Copy the following lines without changes: everything from the line containing "blackberry puree. Keep to one point per instance." down to the end of the records, both ends included.

[Named object pointing records]
************

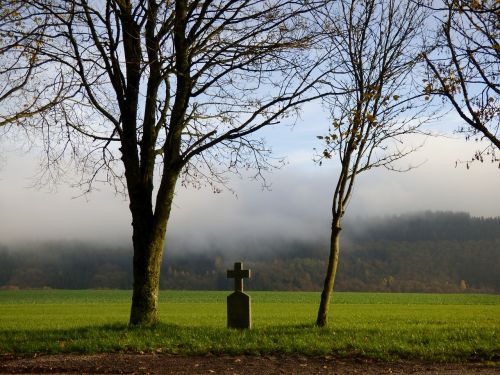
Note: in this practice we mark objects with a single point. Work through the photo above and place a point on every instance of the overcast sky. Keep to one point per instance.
(298, 204)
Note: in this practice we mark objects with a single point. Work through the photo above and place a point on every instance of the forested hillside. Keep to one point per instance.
(426, 252)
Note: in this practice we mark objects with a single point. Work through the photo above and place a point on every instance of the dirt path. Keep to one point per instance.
(241, 365)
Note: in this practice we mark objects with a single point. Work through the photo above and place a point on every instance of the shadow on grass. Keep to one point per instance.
(297, 339)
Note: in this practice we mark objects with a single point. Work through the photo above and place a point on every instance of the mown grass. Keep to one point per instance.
(382, 326)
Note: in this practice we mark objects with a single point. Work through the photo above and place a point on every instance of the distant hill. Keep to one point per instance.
(423, 252)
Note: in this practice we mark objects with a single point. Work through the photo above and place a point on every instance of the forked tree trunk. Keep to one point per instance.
(326, 294)
(149, 232)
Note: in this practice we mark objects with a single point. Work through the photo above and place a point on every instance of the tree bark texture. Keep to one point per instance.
(148, 241)
(326, 294)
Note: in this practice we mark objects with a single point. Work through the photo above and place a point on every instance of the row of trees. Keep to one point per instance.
(146, 93)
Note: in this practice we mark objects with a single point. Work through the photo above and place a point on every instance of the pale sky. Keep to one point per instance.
(297, 206)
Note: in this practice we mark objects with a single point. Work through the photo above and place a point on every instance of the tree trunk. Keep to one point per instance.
(148, 239)
(147, 263)
(326, 294)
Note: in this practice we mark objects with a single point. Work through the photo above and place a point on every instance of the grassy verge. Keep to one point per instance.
(378, 326)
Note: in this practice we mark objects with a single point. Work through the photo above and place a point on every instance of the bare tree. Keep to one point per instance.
(374, 52)
(464, 66)
(165, 91)
(24, 91)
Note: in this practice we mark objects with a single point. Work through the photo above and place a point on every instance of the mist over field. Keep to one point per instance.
(419, 252)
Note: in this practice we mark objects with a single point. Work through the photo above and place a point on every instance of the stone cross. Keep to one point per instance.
(238, 303)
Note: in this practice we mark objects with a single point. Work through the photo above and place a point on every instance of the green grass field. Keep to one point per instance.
(433, 327)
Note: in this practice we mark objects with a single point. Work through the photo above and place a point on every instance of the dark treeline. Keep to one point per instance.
(426, 252)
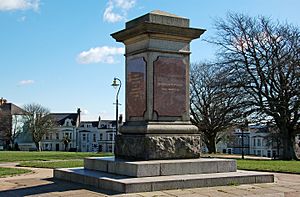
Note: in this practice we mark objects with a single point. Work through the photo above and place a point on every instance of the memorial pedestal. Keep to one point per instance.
(157, 126)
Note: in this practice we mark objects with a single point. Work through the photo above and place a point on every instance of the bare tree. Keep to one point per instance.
(264, 57)
(10, 127)
(38, 122)
(215, 107)
(5, 126)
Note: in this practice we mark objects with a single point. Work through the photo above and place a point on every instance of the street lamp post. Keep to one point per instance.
(242, 143)
(115, 84)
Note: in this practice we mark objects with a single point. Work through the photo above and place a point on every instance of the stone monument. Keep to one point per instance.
(157, 89)
(158, 148)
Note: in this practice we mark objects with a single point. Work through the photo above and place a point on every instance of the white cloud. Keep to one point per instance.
(103, 54)
(9, 5)
(22, 19)
(116, 10)
(84, 112)
(125, 4)
(26, 82)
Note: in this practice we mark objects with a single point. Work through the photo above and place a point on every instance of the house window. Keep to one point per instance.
(258, 142)
(259, 152)
(109, 148)
(94, 137)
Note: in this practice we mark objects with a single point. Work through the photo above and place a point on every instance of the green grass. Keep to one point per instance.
(12, 171)
(269, 165)
(53, 164)
(13, 156)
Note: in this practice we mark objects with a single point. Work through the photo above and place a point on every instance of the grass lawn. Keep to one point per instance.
(269, 165)
(13, 156)
(53, 164)
(12, 171)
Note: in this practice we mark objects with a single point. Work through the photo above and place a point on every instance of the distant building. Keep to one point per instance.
(96, 136)
(72, 134)
(10, 122)
(256, 140)
(64, 136)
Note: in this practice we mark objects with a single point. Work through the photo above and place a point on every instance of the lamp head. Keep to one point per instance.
(115, 84)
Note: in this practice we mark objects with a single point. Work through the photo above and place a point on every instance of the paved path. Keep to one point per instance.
(41, 183)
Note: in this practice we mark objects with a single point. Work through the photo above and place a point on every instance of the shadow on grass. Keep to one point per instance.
(53, 185)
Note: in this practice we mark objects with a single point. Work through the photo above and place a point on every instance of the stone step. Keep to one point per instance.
(159, 167)
(125, 184)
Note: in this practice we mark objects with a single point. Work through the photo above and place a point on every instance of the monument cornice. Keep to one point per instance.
(149, 28)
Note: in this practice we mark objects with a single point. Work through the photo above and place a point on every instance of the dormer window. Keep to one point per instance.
(68, 123)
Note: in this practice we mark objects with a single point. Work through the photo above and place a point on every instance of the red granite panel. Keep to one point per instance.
(170, 86)
(136, 88)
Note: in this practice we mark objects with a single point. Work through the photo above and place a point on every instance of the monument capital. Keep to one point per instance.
(157, 89)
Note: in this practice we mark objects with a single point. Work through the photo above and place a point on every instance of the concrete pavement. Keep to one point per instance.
(41, 183)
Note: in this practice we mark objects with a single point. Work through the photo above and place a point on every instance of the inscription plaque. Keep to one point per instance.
(170, 86)
(136, 88)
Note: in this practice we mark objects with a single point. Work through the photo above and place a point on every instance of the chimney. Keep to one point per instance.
(99, 122)
(2, 101)
(79, 118)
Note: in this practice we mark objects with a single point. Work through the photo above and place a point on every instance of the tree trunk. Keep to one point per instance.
(38, 146)
(288, 146)
(211, 145)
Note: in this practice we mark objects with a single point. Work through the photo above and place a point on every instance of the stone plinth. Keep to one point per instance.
(157, 89)
(147, 147)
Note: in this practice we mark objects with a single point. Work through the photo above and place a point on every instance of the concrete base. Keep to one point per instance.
(145, 176)
(159, 167)
(125, 184)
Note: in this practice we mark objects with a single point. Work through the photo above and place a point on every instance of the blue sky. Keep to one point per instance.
(59, 53)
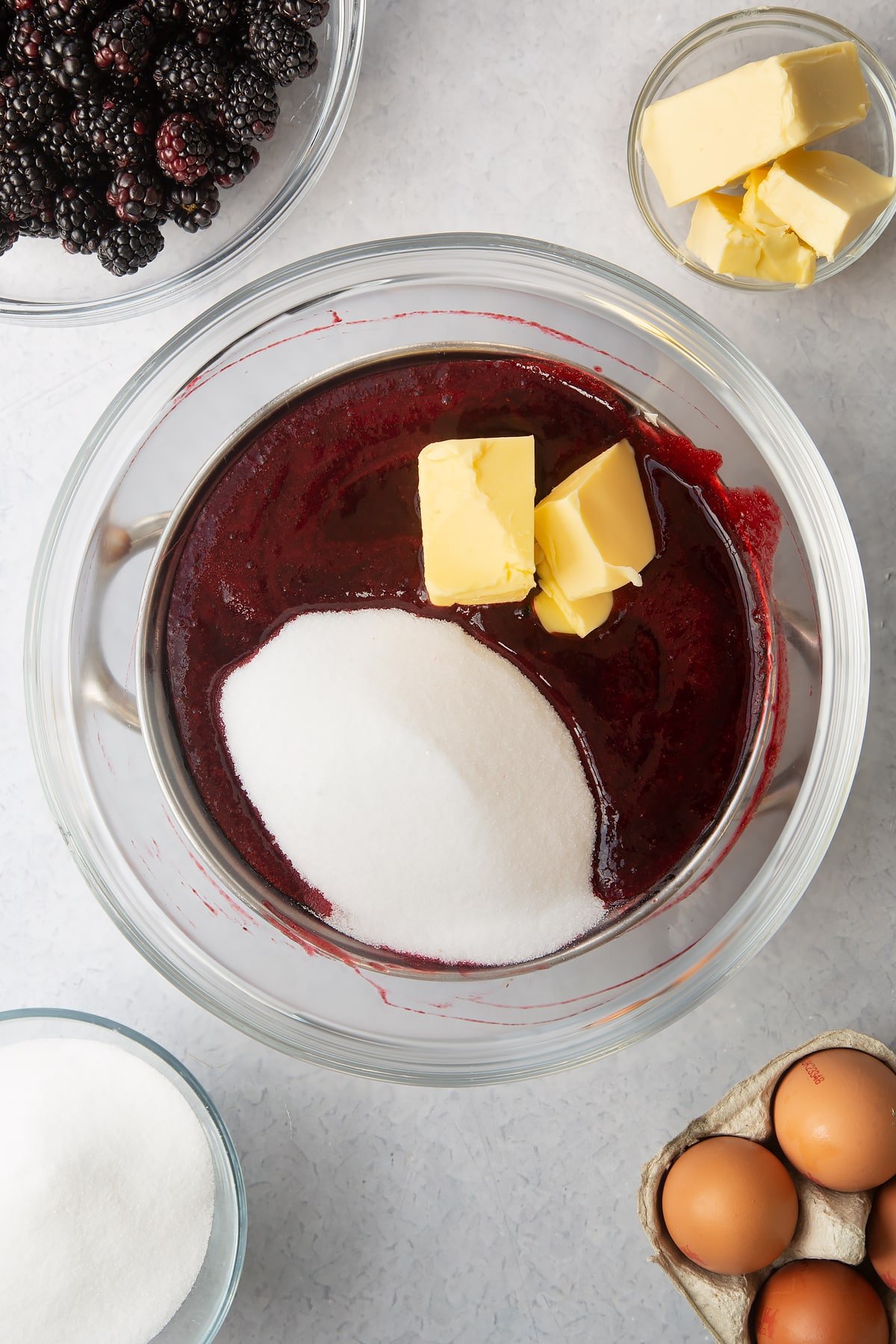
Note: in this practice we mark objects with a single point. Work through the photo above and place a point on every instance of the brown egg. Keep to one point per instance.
(729, 1204)
(880, 1236)
(835, 1117)
(818, 1303)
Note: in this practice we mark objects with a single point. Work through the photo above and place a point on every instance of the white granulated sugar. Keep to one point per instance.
(420, 781)
(107, 1195)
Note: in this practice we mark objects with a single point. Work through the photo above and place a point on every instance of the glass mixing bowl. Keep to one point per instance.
(202, 1313)
(265, 972)
(42, 284)
(732, 40)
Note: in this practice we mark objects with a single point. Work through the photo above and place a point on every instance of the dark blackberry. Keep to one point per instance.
(77, 159)
(211, 15)
(166, 15)
(233, 161)
(305, 13)
(127, 248)
(249, 109)
(43, 223)
(188, 75)
(137, 194)
(122, 40)
(183, 147)
(73, 15)
(27, 102)
(27, 37)
(27, 178)
(82, 218)
(69, 60)
(281, 49)
(195, 206)
(116, 128)
(8, 234)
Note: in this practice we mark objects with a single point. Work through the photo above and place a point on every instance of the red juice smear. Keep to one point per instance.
(317, 511)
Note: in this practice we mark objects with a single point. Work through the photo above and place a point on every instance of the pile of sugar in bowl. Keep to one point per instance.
(108, 1195)
(421, 783)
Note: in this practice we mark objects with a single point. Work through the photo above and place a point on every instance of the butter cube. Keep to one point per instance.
(594, 530)
(755, 211)
(721, 238)
(716, 132)
(827, 198)
(559, 616)
(477, 497)
(786, 258)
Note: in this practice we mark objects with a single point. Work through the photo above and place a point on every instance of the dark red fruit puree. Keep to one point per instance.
(317, 511)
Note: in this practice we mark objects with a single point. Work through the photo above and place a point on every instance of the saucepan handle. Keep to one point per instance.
(117, 546)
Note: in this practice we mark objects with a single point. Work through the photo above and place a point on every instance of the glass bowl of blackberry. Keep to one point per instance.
(148, 147)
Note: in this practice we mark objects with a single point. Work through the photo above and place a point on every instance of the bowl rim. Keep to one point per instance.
(665, 992)
(337, 104)
(753, 19)
(237, 1182)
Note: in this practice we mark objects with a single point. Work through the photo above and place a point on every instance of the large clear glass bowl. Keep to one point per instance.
(202, 1313)
(42, 284)
(731, 40)
(260, 971)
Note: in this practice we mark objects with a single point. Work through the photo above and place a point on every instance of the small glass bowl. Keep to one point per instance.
(40, 284)
(203, 1310)
(732, 40)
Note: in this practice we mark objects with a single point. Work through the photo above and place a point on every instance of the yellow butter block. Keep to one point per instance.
(786, 258)
(594, 529)
(558, 616)
(753, 210)
(709, 136)
(477, 497)
(827, 198)
(721, 238)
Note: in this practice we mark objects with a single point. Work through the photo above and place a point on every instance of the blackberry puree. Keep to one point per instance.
(317, 511)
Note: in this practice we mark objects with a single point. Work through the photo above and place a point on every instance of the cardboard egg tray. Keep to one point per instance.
(830, 1225)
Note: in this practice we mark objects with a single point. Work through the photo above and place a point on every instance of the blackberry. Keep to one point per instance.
(249, 109)
(27, 178)
(281, 49)
(183, 147)
(127, 248)
(305, 13)
(73, 15)
(27, 102)
(122, 40)
(211, 15)
(27, 38)
(43, 223)
(69, 60)
(116, 128)
(82, 218)
(137, 194)
(166, 13)
(195, 206)
(233, 161)
(77, 159)
(8, 234)
(188, 75)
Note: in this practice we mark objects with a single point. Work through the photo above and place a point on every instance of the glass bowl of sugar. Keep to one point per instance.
(107, 1122)
(114, 774)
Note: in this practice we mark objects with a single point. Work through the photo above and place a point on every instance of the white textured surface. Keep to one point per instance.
(388, 1216)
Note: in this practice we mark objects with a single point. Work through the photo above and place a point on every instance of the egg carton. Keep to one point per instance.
(830, 1225)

************

_Solution below_:
Note: in this practice we mark objects with a single point. Work through the photo above and place a point on every instance of the blackberry puree. Keep to one point per instance.
(317, 511)
Note: in this practice we mark objects with a single point. Work through the photo above and place a point on every instance of the cardboard egg tray. Keep to one point per instance.
(830, 1225)
Note: in this practice we mark objects with a single point. Work through the photo above and place a point on every instance of the blackberry. Keep to one point per instance.
(249, 109)
(27, 178)
(281, 49)
(183, 147)
(127, 248)
(305, 13)
(73, 15)
(27, 102)
(122, 40)
(211, 15)
(27, 38)
(43, 223)
(69, 60)
(116, 128)
(82, 218)
(137, 194)
(166, 13)
(195, 206)
(233, 161)
(77, 159)
(8, 234)
(188, 75)
Note: in this practice we mark objects with a single point. Work through the photo above and place a point on every instance of the glass bowl of sugar. Keep to one point per instance.
(107, 1122)
(114, 774)
Note: in this practice we mark objects with a single point. Work through the photo above and place a point on every instance of the white textured surface. Keep to one point per instance.
(388, 1216)
Note: in this practice we mark objects with a single point. Work through the photo above and place a point on every instance of the egg carton. Keep to one point per instance.
(830, 1225)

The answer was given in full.